Written instruction 1.
Please translate this sentence from the passage on liberal Protestantism into Spanish: "He is telling his brethren it is time for the churches to treat issues of brotherhood, justice, and peace with a little benign neglect."
Written instruction 2.
Carry the passage on liberal Protestantism forward, starting after its final sentence.
— start of Text shown —
At a time when our culture has at least momentarily retreated from the central struggles for human justice, it is not surprising that liberal Protestantism should follow course. Within this mood of retreat, thus, Kelley is making a bid to become the Daniel Patrick Moynihan of 475 Riverside Drive. He is telling his brethren it is time for the churches to treat issues of brotherhood, justice, and peace with a little benign neglect. So benign is this

- theoretician, however, that he neglects to mention the possibility that the problems the liberal churches now face may in some considerable measure stem from their leadership's aggressive programs in civil rights which moved beyond the wishes and expectations of the laity.
— end of Text shown —
— start of Material provided —
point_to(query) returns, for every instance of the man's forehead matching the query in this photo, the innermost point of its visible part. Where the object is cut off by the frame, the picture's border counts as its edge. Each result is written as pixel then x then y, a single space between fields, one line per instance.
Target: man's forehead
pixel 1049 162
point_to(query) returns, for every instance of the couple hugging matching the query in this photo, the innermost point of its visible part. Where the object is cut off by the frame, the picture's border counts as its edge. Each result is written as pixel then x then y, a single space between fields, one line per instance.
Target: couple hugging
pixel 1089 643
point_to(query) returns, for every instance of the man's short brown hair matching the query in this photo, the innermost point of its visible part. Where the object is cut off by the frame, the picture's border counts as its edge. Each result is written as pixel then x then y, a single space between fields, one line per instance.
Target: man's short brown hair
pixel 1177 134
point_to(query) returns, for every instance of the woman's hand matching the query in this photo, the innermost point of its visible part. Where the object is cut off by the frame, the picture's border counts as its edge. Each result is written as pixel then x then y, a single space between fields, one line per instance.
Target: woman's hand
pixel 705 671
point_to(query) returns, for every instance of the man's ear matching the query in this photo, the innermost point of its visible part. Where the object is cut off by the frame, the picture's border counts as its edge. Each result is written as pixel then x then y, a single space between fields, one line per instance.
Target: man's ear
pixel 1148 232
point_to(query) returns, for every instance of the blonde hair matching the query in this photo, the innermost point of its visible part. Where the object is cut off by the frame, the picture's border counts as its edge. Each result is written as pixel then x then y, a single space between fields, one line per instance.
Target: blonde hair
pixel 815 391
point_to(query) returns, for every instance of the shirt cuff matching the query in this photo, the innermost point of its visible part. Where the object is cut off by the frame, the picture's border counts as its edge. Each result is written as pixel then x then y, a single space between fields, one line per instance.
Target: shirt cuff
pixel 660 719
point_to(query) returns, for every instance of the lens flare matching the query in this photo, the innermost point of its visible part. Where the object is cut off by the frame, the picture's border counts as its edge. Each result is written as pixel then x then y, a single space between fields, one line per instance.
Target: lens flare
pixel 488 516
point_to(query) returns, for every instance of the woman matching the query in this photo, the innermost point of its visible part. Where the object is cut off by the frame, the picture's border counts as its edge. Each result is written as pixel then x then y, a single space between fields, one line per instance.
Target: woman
— end of Material provided —
Output 1.
Les está diciendo a sus hermanos que es hora de que las iglesias traten los asuntos de la fraternidad, la justicia y la paz con un poco de negligencia benigna.

Output 2.
Not once does Kelley ask how we can get back in the battle. He assumes it was all wrong. Like the prodigal son, the church's fling with the world is over. Take no thought of the noble causes left scattered across the battlefield. It is time for repentance. Survival demands our attention now. Maintenance goals must take precedence over mission outreach. Therefore, drastically reduce wasteful and wistful programs and austerely eliminate the frills from bureaucracy. Most importantly, focus attention on the renewal of meaning among communicants. This is one sure thing that will keep them coming. Encounter groups may help members find themselves but, more importantly, seek ways in which religion can be relevant to the private lives of parishioners as they celebrate their joys, seek comfort for their sorrows, and ask for guidance when decisions must be made. As their personal needs are met, their commitment to the church will increase.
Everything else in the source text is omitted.